## Assignment 1
In the review of "Devil Times Five," what does Brian build for Ralph?
## Assignment 2
Return the stretch of the "Devil Times Five" review from "In the cinematic" through "and child-led homicide.".

## Provided text

+++++

Devil Times Five Part 1

In the cinematic gem “Devil Times Five,” viewers are treated to a heartwarming public service announcement disguised as a horror romp: please, for the love of all that is holy, don’t let the “Ralphs” of the world procreate. Ralph, the lovably retarded hired hand, serves as the film’s cautionary mascot. When a busload of criminally insane kids survives a crash and decides to redecorate a remote cabin with the viscera of their guardians and gatekeepers, the movie connects the dots with the subtlety of a sledgehammer. The implied thesis? Society must draw a line at the gene pool, lest we be overrun by an army of Ralph’s aka retards and his new retarded little friends. It’s a family values message, really, if your family values include eugenics and child-led homicide.

Don’t be fooled by the youthful cast; this is not a movie for your kindergartener, who in desperate need of Adderall breaks the teacher’s wrist when upset. It’s a darkly comedic case study of juvenile psychosis, exploring the vibrant world of kids who would make your local school’s behavioral problem look like a poet. We meet a pyro-girl, a hair-obsessed nun-impersonator, a mechanically gifted African American, Brian (discriminated against, who builds a custom death machine for Ralph), and David, a 12-year-old whose critique of a woman’s dress—“green goes with the color of my eyes”—adds a dash of fabulous flair to the murder spree. After efficiently dispatching their guardian, one tiny psychopath simply declares, “I am hungry,” reminding us that even budding serial killers need a “snack snack.” It’s a bizarre, inappropriate with nudity, and strangely pointed time capsule that suggests the real horror isn’t the ghosts that might emerge—it’s the little monsters already among us.

+++++

## Provided records
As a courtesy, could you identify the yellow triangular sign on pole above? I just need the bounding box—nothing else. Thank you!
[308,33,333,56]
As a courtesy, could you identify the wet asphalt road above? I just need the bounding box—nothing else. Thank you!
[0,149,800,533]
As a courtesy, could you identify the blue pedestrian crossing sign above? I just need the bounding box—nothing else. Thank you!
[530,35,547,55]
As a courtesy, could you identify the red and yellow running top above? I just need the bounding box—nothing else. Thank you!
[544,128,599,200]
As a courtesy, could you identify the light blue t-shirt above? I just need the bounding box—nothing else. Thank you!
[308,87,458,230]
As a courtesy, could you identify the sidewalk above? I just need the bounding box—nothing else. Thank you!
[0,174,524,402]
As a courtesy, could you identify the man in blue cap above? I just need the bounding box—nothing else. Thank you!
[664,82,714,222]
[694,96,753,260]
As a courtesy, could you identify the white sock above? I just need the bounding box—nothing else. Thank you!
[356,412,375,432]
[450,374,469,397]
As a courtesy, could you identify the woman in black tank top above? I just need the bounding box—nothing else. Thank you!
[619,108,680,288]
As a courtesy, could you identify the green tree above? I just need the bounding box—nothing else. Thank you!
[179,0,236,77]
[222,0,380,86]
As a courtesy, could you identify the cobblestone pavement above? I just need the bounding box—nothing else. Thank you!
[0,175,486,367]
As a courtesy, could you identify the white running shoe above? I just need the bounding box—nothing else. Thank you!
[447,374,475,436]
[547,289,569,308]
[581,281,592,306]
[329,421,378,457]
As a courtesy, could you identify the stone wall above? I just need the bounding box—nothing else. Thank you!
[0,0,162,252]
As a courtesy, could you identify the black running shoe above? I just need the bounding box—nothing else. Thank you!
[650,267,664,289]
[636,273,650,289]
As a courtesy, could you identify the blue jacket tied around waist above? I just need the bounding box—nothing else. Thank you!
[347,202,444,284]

+++++

## Response 1
A custom death machine.

## Response 2
In the cinematic gem “Devil Times Five,” viewers are treated to a heartwarming public service announcement disguised as a horror romp: please, for the love of all that is holy, don’t let the “Ralphs” of the world procreate. Ralph, the lovably retarded hired hand, serves as the film’s cautionary mascot. When a busload of criminally insane kids survives a crash and decides to redecorate a remote cabin with the viscera of their guardians and gatekeepers, the movie connects the dots with the subtlety of a sledgehammer. The implied thesis? Society must draw a line at the gene pool, lest we be overrun by an army of Ralph’s aka retards and his new retarded little friends. It’s a family values message, really, if your family values include eugenics and child-led homicide.